• _Work request_:
Whenever "distant" occurs in a line of the material, list that line.

• _Records provided_:
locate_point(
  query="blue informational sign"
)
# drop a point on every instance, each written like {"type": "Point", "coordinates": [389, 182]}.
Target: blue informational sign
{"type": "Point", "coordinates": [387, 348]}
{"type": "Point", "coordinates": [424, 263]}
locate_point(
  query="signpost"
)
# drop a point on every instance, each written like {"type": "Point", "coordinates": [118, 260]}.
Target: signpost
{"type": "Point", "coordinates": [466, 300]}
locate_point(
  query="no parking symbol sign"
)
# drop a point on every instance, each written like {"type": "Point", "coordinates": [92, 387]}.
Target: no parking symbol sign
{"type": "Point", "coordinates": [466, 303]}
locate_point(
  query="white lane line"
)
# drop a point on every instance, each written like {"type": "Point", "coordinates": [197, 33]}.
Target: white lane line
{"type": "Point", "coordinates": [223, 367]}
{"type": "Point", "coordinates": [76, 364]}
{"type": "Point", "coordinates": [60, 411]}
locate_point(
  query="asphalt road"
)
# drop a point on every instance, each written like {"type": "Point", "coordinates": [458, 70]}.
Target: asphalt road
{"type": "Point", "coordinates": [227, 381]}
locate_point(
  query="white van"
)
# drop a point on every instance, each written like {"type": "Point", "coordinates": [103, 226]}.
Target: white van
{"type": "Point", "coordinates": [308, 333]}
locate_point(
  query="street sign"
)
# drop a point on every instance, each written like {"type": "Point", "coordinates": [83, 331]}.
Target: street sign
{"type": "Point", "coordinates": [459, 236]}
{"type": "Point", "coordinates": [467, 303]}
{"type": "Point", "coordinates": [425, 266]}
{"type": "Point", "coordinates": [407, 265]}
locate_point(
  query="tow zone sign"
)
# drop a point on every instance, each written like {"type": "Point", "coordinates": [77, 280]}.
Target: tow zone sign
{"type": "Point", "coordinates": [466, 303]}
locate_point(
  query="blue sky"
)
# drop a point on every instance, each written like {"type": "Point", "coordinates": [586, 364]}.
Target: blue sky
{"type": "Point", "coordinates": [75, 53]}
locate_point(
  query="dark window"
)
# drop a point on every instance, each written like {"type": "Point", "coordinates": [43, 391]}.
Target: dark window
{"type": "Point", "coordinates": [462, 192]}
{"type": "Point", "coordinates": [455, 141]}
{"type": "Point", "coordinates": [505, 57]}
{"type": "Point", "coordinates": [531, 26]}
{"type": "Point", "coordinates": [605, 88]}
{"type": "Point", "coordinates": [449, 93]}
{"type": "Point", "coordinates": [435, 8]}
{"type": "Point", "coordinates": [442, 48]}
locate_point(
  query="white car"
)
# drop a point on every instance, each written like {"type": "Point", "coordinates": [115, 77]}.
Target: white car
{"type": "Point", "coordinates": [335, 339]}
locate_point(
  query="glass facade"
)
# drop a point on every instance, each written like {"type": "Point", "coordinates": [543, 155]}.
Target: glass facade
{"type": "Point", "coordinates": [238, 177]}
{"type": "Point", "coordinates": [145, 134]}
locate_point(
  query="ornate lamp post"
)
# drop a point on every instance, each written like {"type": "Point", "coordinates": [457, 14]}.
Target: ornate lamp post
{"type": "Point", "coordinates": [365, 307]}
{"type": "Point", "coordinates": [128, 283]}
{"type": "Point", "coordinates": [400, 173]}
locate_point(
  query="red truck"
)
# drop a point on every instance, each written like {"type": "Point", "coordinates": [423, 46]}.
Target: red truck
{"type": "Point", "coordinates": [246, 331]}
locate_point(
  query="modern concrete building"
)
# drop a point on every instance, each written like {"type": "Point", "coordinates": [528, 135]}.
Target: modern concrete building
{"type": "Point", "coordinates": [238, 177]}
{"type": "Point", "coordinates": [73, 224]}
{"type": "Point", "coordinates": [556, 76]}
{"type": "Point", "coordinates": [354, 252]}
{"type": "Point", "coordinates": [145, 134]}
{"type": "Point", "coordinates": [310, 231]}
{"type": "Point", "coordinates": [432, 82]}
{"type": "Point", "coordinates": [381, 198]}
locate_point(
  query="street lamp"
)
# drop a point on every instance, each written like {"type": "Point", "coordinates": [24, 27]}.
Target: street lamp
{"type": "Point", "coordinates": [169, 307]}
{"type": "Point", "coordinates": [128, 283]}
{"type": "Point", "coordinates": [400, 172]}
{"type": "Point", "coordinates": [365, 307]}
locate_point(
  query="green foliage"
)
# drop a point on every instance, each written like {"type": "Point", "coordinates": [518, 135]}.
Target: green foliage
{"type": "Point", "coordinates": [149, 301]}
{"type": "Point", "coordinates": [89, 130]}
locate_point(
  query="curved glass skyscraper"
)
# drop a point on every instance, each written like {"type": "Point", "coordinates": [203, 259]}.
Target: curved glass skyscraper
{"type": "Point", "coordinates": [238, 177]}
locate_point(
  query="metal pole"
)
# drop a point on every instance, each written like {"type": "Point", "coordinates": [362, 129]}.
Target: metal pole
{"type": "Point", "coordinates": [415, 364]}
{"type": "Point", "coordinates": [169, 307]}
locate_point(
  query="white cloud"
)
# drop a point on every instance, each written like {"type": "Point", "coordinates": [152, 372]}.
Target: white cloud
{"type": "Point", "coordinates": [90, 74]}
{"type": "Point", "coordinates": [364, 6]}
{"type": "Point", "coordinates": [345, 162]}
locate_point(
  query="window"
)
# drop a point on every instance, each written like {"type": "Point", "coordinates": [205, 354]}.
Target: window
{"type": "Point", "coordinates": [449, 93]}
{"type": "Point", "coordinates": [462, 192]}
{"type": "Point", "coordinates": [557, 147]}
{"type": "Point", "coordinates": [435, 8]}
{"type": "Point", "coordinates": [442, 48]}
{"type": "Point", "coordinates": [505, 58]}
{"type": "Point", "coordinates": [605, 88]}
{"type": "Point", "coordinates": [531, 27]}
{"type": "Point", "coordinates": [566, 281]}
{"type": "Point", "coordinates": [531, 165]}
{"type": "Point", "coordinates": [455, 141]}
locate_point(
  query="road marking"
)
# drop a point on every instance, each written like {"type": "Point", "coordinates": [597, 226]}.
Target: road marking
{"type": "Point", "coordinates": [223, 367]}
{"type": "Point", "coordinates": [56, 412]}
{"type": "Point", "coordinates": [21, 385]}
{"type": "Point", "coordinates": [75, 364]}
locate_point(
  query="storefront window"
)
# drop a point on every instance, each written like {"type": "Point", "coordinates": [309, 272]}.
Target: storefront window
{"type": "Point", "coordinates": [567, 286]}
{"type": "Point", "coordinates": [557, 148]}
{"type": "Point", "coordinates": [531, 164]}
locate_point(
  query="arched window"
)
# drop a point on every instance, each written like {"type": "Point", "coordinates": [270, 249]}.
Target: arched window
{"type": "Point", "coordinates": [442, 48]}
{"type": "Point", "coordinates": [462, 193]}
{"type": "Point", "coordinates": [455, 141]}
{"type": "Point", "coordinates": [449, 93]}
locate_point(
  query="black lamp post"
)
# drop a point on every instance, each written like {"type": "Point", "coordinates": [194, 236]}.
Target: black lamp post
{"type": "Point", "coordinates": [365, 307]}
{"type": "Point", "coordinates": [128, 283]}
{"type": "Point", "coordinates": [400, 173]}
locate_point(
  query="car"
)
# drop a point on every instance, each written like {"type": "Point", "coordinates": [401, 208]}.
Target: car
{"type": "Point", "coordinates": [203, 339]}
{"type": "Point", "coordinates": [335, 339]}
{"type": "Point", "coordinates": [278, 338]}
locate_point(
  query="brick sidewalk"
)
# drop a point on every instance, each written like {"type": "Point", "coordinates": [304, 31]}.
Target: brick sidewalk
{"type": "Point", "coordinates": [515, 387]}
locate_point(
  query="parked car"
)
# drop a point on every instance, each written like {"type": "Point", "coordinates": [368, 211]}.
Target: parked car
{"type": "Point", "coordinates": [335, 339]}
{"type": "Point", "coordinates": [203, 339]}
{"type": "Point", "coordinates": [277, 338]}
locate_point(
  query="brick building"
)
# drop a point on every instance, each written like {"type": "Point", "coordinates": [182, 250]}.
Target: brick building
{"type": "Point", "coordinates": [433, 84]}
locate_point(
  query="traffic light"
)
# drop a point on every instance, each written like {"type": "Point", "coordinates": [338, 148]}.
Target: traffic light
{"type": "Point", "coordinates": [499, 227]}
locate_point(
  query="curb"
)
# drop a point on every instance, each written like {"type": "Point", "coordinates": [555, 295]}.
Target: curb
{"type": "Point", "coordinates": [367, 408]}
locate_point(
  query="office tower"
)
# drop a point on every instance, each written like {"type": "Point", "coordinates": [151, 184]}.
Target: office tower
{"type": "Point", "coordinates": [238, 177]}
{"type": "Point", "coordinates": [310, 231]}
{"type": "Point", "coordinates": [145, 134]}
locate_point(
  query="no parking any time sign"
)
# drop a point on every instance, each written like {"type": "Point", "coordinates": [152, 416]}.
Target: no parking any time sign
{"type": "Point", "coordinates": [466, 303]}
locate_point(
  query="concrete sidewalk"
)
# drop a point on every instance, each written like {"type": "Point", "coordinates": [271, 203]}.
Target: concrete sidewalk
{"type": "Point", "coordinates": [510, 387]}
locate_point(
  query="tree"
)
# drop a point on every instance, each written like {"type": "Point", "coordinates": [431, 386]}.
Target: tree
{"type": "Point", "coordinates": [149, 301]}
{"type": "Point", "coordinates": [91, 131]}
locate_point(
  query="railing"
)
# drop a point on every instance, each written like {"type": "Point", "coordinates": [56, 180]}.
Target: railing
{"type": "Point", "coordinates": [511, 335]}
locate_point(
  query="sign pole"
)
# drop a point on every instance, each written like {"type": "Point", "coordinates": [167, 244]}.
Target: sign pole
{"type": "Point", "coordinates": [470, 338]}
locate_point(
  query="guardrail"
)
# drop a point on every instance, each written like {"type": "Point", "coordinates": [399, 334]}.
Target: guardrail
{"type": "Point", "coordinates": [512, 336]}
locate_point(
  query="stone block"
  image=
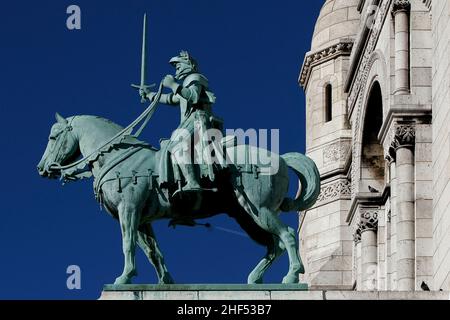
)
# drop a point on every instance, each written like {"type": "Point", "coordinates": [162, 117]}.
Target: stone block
{"type": "Point", "coordinates": [234, 295]}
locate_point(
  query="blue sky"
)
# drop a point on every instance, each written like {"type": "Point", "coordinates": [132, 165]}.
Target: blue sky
{"type": "Point", "coordinates": [251, 53]}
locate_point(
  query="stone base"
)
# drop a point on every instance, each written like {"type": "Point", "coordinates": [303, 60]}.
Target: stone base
{"type": "Point", "coordinates": [254, 292]}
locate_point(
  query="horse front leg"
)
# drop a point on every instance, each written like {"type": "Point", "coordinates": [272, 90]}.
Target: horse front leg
{"type": "Point", "coordinates": [129, 219]}
{"type": "Point", "coordinates": [148, 244]}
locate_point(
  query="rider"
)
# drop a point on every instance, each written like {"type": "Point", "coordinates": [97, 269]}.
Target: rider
{"type": "Point", "coordinates": [195, 102]}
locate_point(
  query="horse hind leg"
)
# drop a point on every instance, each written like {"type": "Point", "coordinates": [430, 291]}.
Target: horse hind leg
{"type": "Point", "coordinates": [274, 250]}
{"type": "Point", "coordinates": [147, 242]}
{"type": "Point", "coordinates": [128, 218]}
{"type": "Point", "coordinates": [270, 221]}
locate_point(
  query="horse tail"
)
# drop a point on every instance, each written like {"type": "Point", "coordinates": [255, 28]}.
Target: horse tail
{"type": "Point", "coordinates": [309, 188]}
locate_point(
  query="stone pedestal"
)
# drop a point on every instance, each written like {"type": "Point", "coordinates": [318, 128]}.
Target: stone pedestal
{"type": "Point", "coordinates": [253, 292]}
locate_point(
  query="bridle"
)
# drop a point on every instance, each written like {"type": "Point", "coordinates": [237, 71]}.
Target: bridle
{"type": "Point", "coordinates": [80, 169]}
{"type": "Point", "coordinates": [62, 135]}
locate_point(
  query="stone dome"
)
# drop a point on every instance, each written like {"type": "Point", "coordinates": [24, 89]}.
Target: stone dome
{"type": "Point", "coordinates": [338, 19]}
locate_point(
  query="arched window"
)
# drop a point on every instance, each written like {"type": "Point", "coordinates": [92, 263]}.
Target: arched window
{"type": "Point", "coordinates": [328, 103]}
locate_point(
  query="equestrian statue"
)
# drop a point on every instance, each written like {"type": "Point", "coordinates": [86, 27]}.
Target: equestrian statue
{"type": "Point", "coordinates": [196, 174]}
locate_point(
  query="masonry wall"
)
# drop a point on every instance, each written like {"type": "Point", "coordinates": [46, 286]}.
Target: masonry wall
{"type": "Point", "coordinates": [441, 144]}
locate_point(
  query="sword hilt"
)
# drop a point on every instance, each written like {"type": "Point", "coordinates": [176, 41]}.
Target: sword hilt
{"type": "Point", "coordinates": [143, 87]}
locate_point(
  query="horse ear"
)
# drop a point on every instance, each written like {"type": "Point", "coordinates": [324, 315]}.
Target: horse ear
{"type": "Point", "coordinates": [60, 119]}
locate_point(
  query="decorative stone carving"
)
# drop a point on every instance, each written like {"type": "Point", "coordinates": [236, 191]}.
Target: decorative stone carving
{"type": "Point", "coordinates": [369, 220]}
{"type": "Point", "coordinates": [401, 6]}
{"type": "Point", "coordinates": [357, 90]}
{"type": "Point", "coordinates": [357, 236]}
{"type": "Point", "coordinates": [366, 63]}
{"type": "Point", "coordinates": [336, 190]}
{"type": "Point", "coordinates": [390, 158]}
{"type": "Point", "coordinates": [405, 136]}
{"type": "Point", "coordinates": [344, 47]}
{"type": "Point", "coordinates": [427, 3]}
{"type": "Point", "coordinates": [336, 152]}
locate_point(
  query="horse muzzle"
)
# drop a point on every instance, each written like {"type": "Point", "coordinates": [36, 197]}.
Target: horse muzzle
{"type": "Point", "coordinates": [48, 171]}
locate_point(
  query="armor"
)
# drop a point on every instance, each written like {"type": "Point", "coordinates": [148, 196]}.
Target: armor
{"type": "Point", "coordinates": [181, 153]}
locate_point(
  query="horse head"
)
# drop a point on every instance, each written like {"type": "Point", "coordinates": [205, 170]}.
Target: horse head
{"type": "Point", "coordinates": [62, 148]}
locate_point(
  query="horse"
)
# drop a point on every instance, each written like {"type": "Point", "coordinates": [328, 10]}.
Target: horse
{"type": "Point", "coordinates": [126, 184]}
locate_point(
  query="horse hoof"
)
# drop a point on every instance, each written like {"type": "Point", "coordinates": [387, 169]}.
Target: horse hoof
{"type": "Point", "coordinates": [254, 280]}
{"type": "Point", "coordinates": [290, 278]}
{"type": "Point", "coordinates": [167, 279]}
{"type": "Point", "coordinates": [122, 280]}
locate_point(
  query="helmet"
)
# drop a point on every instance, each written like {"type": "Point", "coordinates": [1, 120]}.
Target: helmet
{"type": "Point", "coordinates": [185, 58]}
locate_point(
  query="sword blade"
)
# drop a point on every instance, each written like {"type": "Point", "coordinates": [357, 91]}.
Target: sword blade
{"type": "Point", "coordinates": [144, 53]}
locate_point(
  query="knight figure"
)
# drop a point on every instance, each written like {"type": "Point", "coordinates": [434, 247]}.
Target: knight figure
{"type": "Point", "coordinates": [184, 151]}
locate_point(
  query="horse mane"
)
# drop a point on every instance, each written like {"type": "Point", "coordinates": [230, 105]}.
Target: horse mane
{"type": "Point", "coordinates": [112, 124]}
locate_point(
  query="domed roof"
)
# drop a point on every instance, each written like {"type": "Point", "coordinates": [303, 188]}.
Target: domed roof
{"type": "Point", "coordinates": [338, 19]}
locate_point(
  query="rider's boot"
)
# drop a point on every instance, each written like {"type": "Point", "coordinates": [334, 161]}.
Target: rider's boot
{"type": "Point", "coordinates": [189, 175]}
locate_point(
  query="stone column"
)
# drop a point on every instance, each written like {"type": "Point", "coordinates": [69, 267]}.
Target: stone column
{"type": "Point", "coordinates": [400, 12]}
{"type": "Point", "coordinates": [391, 225]}
{"type": "Point", "coordinates": [404, 145]}
{"type": "Point", "coordinates": [369, 252]}
{"type": "Point", "coordinates": [357, 240]}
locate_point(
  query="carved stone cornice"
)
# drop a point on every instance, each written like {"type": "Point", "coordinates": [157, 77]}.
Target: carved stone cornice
{"type": "Point", "coordinates": [405, 136]}
{"type": "Point", "coordinates": [390, 158]}
{"type": "Point", "coordinates": [427, 3]}
{"type": "Point", "coordinates": [368, 220]}
{"type": "Point", "coordinates": [401, 6]}
{"type": "Point", "coordinates": [357, 235]}
{"type": "Point", "coordinates": [342, 48]}
{"type": "Point", "coordinates": [333, 191]}
{"type": "Point", "coordinates": [335, 152]}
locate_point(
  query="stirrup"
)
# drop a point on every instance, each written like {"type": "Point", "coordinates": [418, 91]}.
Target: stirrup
{"type": "Point", "coordinates": [197, 189]}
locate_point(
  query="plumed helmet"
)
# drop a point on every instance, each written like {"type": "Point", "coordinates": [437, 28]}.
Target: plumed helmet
{"type": "Point", "coordinates": [185, 58]}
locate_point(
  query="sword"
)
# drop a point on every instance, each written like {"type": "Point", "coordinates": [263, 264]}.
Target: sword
{"type": "Point", "coordinates": [143, 86]}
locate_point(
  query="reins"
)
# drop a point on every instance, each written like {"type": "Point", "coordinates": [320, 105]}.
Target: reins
{"type": "Point", "coordinates": [78, 170]}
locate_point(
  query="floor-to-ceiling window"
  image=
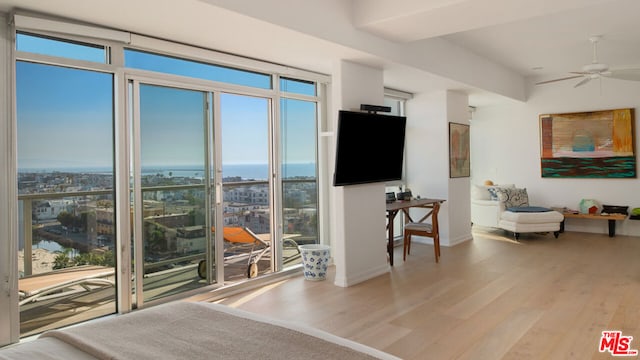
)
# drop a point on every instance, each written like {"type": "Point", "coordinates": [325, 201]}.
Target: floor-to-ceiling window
{"type": "Point", "coordinates": [298, 119]}
{"type": "Point", "coordinates": [66, 256]}
{"type": "Point", "coordinates": [207, 149]}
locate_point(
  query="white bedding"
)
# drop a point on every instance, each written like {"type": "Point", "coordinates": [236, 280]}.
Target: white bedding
{"type": "Point", "coordinates": [190, 331]}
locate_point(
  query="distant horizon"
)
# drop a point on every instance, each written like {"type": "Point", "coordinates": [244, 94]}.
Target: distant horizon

• _Problem solution_:
  query="distant horizon"
Target: distant horizon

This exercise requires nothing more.